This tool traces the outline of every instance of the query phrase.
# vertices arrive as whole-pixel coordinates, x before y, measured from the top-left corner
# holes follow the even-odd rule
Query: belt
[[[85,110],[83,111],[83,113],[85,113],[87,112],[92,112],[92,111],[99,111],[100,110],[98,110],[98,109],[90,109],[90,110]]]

● Requirements
Copy out every line of the items above without changing anything.

● Written response
This tool traces the outline of every instance of the query phrase.
# vertices arrive as whole-pixel coordinates, x before y, measured from the top-left corner
# holes follow the even-odd rule
Query: belt
[[[85,110],[83,111],[83,113],[85,113],[87,112],[92,112],[92,111],[99,111],[100,110],[98,110],[98,109],[90,109],[90,110]]]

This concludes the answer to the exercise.